WORK TO COMPLETE: Your job is to restate each entry word for word.

----- MATERIALS PROVIDED

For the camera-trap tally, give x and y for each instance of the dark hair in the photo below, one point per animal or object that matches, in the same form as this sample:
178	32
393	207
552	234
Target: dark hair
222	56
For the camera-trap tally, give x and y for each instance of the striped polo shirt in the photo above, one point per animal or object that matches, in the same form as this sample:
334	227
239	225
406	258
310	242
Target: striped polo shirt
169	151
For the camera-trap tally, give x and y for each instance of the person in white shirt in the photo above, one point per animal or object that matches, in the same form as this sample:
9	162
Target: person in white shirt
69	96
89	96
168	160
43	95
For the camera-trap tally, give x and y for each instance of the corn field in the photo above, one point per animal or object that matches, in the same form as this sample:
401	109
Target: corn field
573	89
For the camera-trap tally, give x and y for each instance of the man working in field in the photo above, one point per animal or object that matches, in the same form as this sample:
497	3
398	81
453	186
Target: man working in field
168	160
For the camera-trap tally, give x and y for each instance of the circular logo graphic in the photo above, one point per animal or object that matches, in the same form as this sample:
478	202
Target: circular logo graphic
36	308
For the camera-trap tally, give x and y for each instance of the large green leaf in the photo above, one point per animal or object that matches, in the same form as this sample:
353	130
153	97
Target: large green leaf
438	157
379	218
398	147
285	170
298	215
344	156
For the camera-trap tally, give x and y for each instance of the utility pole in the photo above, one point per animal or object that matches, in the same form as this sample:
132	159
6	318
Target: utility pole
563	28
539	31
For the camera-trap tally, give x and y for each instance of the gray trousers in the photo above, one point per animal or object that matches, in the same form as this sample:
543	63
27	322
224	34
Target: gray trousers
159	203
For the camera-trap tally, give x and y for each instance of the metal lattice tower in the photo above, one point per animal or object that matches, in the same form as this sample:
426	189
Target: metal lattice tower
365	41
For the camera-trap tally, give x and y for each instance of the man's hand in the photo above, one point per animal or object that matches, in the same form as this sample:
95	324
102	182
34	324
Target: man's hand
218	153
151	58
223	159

----------

ANSWER TO THIS TASK:
For the camera-trap tally, give x and y for each instance of the dark hair in the photo below, one point per animal or object that matches, in the same form as this sample:
178	32
393	207
552	234
Target: dark hair
222	56
For the camera-trap tally, give x and y for each instance of the striped polo shirt in the photo above, one point per animal or object that matches, in the same form as this sample:
334	227
239	225
406	258
310	242
Target: striped polo shirt
169	151
For the camera-trap tally, give x and y for each instance of the person in white shirt in the photo above, one point per animal or object that matches, in the same form as this sample:
9	162
Target: person in white shirt
69	96
89	96
168	160
43	95
For the camera-trap tally, give x and y for each instance of the corn field in the photo above, one point per animal or object that matches, in the same form as this sample:
401	109
Target: corn field
573	89
For the camera-trap tally, give x and y for each instance of the man working in field in the photo above, one point per animal or object that matches, in the same form as this sample:
497	3
398	81
453	186
Target: man working in field
168	160
For the camera-trap tally, give x and y for each instance of the circular logo graphic in the photo above, one point per animal or object that matches, in the same form as this sample:
478	202
Target: circular logo graphic
36	308
For the camera-trap tally, give x and y for each instance of the large green leaf in the photo above, one point per animal or object that matches, in the same form as this sample:
353	130
153	97
Target: large green leaf
438	157
379	218
398	147
285	170
298	215
344	156
For the camera-trap tally, give x and y for each instance of the utility pole in the photo above, one point per animal or object that matches, in the same form as this sample:
132	159
6	318
Target: utility pole
563	28
539	31
For the camera-trap tally, give x and y for each instance of the gray trousers in the photo above, one point per animal or object that matches, in the same form as this sample:
543	63
27	322
224	34
Target: gray trousers
159	203
For the camera-trap tally, give x and y for each instance of the metal lattice tower in the photo above, one point per animal or object that matches, in the same form as this sample:
426	189
Target: metal lattice tower
365	41
For the camera-trap tally, give x and y for each instance of the man's hand in the photo above, one point per animal or object that matches, in the same form as this sample:
95	324
102	182
34	324
Target: man's hand
218	153
151	58
223	159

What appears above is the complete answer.